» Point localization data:
========================

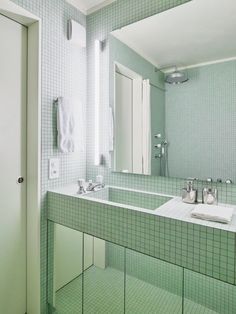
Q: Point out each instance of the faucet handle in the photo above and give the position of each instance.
(209, 180)
(81, 182)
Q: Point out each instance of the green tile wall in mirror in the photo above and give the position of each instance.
(173, 95)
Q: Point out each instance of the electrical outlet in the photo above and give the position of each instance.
(54, 164)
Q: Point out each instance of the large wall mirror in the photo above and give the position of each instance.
(173, 92)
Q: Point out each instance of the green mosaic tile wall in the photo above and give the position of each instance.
(199, 248)
(210, 89)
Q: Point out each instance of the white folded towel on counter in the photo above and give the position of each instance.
(213, 213)
(70, 125)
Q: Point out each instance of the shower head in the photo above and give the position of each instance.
(176, 77)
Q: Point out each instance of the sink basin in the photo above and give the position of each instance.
(129, 197)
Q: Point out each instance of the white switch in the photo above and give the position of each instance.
(54, 168)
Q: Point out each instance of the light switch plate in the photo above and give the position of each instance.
(54, 165)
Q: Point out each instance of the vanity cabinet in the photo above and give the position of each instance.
(91, 276)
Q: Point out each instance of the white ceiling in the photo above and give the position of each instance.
(89, 6)
(200, 31)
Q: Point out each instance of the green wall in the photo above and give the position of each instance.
(201, 123)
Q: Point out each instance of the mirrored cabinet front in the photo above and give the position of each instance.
(94, 276)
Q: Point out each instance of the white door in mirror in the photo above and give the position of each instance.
(54, 165)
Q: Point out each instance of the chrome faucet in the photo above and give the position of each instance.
(210, 196)
(189, 194)
(81, 186)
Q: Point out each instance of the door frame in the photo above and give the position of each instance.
(33, 23)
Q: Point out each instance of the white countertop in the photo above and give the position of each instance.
(174, 208)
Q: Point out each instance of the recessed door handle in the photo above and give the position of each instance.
(20, 180)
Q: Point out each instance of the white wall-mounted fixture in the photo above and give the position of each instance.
(54, 165)
(97, 54)
(76, 33)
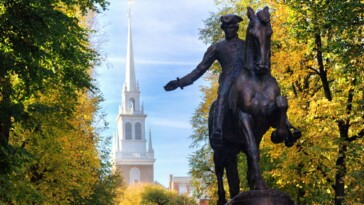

========================

» TASK TO COMPLETE:
In the copy, include every line of the records exactly and none of the images.

» OUTPUT BELOW:
Q: Point out each instance of the faucet handle in the photo above and give the position of each instance.
(209, 180)
(81, 182)
Q: Point out each instance of the green tile wall in mirror in the photo above and give the position of each instance.
(173, 95)
Q: Point out each instance of the electrical outlet in the photo above and give the position of each instance.
(54, 164)
Q: Point out each instance of the large wall mirror in the photo above and give the position of each instance.
(173, 92)
Q: Point out each instance of the green mosaic tile wall in the photo above and give the position of each instance.
(199, 248)
(210, 89)
Q: Point out each instance of the white folded towel on counter in the photo above and give the position of each instance.
(213, 213)
(70, 125)
Q: Point out each instance of the shower head in the photo above and give the position of each instance.
(176, 77)
Q: Point out each instance of the sink basin in the photo above and give the position of each instance.
(129, 197)
Q: Point out each instance of the white switch in the photo above and give the position of each instance.
(54, 168)
Q: Point out each instance of the light switch plate in the photo above and give the position of each instance.
(54, 165)
Q: Point out each instance of the vanity cabinet in the photo above and give the position of each instance.
(91, 276)
Q: Point out each instance of the white ceiling in the photo above and give the position of each instance.
(89, 6)
(200, 31)
Q: Point out each instance of the green wall in the photo above and give the position of each instance.
(201, 123)
Q: Point out each instance of the mirrored cabinet front in the photo above and give the position of each instance.
(94, 276)
Q: Point out each instance of the white door in mirror in the photo above and give the position of each instance.
(54, 165)
Q: Point out each instance of the chrome faucet in the photo above and give the position of each instance.
(210, 196)
(189, 194)
(81, 186)
Q: Point out each instance of the door frame in the photo above and give the position of each instance.
(33, 23)
Q: Point out each instance of the white countertop in the photo above and give the position of each instance.
(174, 208)
Q: Point out each instance of the recessed door handle in the photo above and give the position of each instance.
(20, 180)
Q: Point out each instance of the white wall-mounted fixture in the photo above and give the position of each instance.
(54, 165)
(97, 54)
(76, 33)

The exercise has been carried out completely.